§ **PROBLEM 1**
Quote the movie discussion below word for word, starting with "Ken: Well I" and going on through "to do this.".

Jim Vorel and Kenneth Lowe are connoisseurs of terrible movies. In this occasional series, they watch and then discuss the fallout of a particularly painful film. Be wary of spoilers.
Ken: Jim, I hope you had a solemn and contemplative Easter. I know that this holiday always fills me with a sense of togetherness with my family, and an opportunity to reflect on my faith. Or it would, if I were religious. I am not. And so I think you’ll agree that I am the target demographic for Assassin 33 A.D., a film that is about a hit squad going back in time to assassinate Jesus. Jim, what are your thoughts re: time traveling anti-Jesus hit squads? It’s a wide genre, as you well know.
Jim: My prevailing thought, exiting this mind-numbing movie, is that no film with the premise of “time-traveling Jesus hit squad” has any right to somehow end up as boring as this one. This is one of those cases where you expect batshit craziness based on the synopsis of a film, and then discover it’s really a slog, albeit one that is confounding in its own ways. I already know we’re not going to end up talking about plot very much here, but I do find myself genuinely curious what anyone was THINKING in conceiving Assassin 33 A.D., or who this movie was supposed to be for.
Ken: Well I know what they weren’t thinking: That you grammatically are supposed to put the “A.D.” before the year. Amateurs! I share your befuddlement at how this could possibly have turned into a snoozefest. I think you’ll agree, though, that too much of this production was simply too competent for its own good. The actors know how to read lines. The costumers made an effort. Compared to so many features we dissect here, this is actually made by people who understand what constitutes a movie. They even plant and pay-off several plot points throughout. Somebody who knew how to write a script got paid to do this.

§ **DATASET EXTRACT**
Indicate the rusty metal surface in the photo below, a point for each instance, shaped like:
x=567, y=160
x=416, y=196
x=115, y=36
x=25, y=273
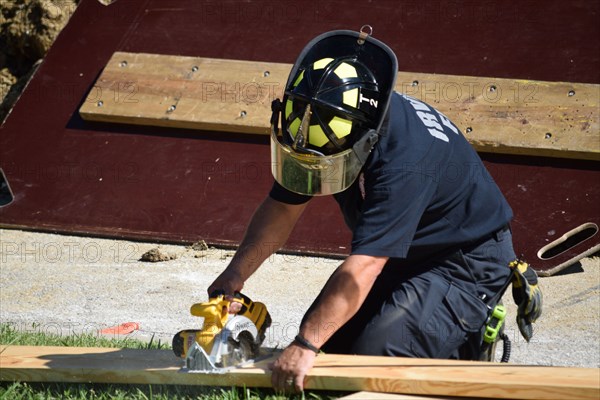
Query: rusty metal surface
x=68, y=175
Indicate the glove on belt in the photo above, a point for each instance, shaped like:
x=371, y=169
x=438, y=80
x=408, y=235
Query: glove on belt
x=527, y=295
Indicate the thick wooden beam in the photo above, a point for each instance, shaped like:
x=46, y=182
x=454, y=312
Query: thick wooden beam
x=331, y=372
x=497, y=115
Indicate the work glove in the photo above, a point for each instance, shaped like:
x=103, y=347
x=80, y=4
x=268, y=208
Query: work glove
x=527, y=295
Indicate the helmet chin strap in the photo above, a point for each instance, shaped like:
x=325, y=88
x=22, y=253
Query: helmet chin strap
x=300, y=139
x=362, y=148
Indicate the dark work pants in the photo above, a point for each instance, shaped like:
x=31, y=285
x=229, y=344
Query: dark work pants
x=436, y=309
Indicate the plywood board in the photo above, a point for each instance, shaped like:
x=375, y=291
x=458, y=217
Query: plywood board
x=177, y=185
x=330, y=372
x=497, y=115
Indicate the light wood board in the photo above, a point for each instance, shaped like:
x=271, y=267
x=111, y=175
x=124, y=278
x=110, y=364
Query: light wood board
x=331, y=372
x=511, y=116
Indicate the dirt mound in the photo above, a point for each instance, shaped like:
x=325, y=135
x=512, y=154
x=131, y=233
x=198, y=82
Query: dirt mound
x=27, y=30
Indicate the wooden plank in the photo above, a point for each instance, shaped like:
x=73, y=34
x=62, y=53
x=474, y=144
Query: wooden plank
x=388, y=396
x=509, y=116
x=331, y=372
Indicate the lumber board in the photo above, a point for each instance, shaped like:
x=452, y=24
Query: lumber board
x=330, y=372
x=388, y=396
x=509, y=116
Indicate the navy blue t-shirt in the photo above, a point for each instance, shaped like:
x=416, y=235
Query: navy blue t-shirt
x=422, y=190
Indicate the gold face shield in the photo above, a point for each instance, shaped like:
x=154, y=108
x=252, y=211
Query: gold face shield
x=312, y=174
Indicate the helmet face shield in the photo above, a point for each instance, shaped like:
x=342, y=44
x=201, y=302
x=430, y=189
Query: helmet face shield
x=335, y=101
x=312, y=174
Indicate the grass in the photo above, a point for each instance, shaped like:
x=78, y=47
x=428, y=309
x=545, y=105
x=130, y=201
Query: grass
x=66, y=391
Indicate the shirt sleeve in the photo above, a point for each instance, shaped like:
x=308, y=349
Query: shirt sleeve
x=394, y=203
x=283, y=195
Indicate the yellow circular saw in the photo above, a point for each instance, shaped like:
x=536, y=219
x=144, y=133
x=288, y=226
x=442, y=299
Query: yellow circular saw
x=225, y=340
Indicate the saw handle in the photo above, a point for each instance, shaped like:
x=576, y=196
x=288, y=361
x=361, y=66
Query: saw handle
x=216, y=311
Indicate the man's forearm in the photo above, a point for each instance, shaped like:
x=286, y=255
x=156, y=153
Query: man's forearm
x=342, y=297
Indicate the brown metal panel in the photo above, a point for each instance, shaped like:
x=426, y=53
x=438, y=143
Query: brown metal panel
x=69, y=175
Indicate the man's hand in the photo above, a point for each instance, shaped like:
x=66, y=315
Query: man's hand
x=291, y=368
x=229, y=282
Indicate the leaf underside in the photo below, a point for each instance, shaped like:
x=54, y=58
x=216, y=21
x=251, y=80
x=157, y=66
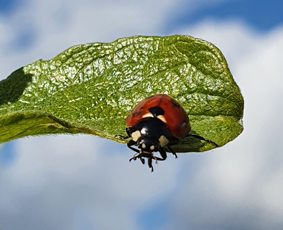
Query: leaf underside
x=91, y=89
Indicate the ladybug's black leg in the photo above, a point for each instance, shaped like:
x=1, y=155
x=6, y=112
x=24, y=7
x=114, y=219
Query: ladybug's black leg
x=172, y=151
x=130, y=143
x=163, y=154
x=149, y=162
x=122, y=137
x=201, y=138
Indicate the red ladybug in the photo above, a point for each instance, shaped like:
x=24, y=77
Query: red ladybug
x=155, y=123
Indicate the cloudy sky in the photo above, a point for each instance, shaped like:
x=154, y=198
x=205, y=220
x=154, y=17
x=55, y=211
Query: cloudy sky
x=84, y=182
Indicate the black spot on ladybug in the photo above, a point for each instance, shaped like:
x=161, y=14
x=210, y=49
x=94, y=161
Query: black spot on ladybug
x=155, y=111
x=175, y=104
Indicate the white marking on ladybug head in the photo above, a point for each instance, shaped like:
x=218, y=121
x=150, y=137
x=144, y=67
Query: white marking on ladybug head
x=161, y=118
x=136, y=135
x=163, y=141
x=147, y=115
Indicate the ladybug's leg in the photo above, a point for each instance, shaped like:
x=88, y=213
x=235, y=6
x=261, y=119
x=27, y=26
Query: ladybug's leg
x=124, y=137
x=201, y=138
x=172, y=151
x=149, y=162
x=130, y=143
x=163, y=155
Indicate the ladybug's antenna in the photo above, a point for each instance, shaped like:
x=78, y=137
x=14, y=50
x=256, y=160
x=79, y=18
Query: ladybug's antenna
x=201, y=138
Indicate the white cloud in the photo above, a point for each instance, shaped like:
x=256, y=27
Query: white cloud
x=66, y=182
x=240, y=184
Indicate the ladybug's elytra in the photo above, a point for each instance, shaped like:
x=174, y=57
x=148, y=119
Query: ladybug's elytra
x=157, y=122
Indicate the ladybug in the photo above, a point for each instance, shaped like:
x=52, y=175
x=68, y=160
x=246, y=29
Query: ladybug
x=156, y=123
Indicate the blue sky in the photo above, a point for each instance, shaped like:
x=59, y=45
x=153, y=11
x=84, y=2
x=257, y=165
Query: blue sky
x=261, y=15
x=83, y=182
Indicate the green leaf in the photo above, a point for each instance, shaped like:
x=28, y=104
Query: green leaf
x=91, y=88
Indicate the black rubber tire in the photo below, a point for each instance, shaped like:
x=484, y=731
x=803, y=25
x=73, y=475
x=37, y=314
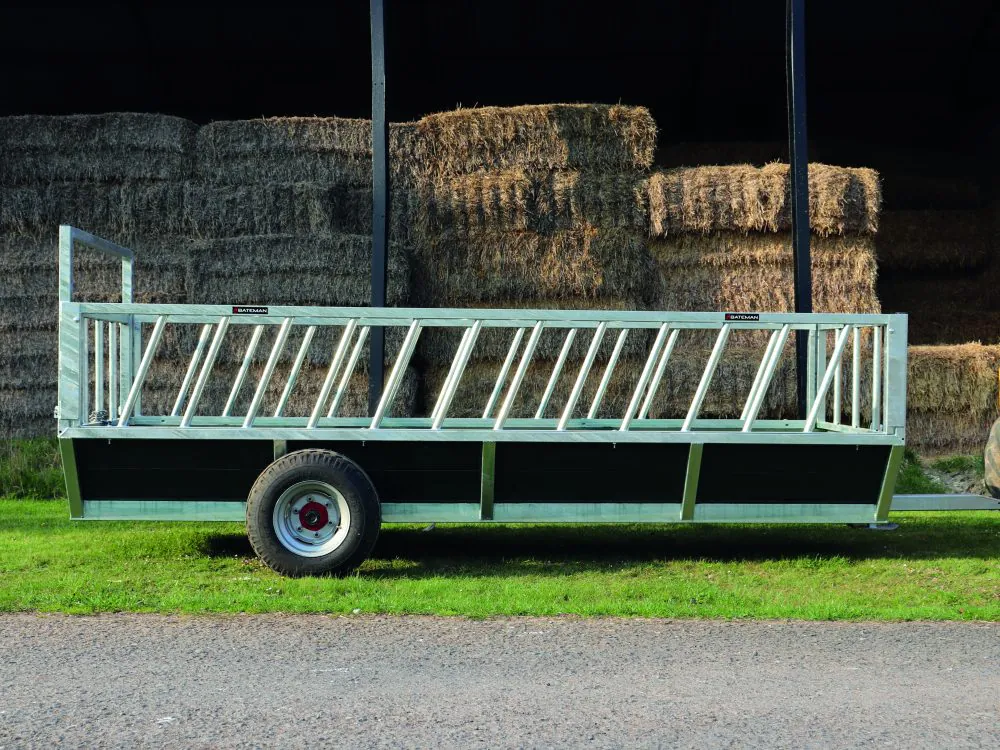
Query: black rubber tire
x=991, y=459
x=334, y=469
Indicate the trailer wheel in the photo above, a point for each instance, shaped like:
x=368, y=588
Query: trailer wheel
x=313, y=512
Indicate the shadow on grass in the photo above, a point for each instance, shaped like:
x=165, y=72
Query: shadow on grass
x=510, y=550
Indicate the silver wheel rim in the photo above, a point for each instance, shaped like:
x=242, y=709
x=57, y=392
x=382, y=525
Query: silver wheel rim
x=311, y=519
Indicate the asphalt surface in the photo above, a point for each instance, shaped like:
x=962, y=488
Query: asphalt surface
x=313, y=681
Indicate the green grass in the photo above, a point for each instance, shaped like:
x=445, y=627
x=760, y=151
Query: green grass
x=31, y=469
x=935, y=566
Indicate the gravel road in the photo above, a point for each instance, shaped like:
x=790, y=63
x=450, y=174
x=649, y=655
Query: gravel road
x=297, y=681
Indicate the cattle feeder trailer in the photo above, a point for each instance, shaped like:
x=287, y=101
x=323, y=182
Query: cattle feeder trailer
x=314, y=487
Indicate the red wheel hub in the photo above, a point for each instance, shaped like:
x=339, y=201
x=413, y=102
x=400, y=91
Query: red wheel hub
x=313, y=516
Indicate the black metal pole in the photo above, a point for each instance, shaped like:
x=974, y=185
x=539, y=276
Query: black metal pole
x=380, y=204
x=795, y=50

§ **PROBLEM 2**
Count the lines of the listing above that contain the string "shadow", and give only the number.

§ **EXPECTED ANSWER 1**
Ken: Well I know what they weren’t thinking: That you grammatically are supposed to put the “A.D.” before the year. Amateurs! I share your befuddlement at how this could possibly have turned into a snoozefest. I think you’ll agree, though, that too much of this production was simply too competent for its own good. The actors know how to read lines. The costumers made an effort. Compared to so many features we dissect here, this is actually made by people who understand what constitutes a movie. They even plant and pay-off several plot points throughout. Somebody who knew how to write a script got paid to do this.

§ **EXPECTED ANSWER 2**
2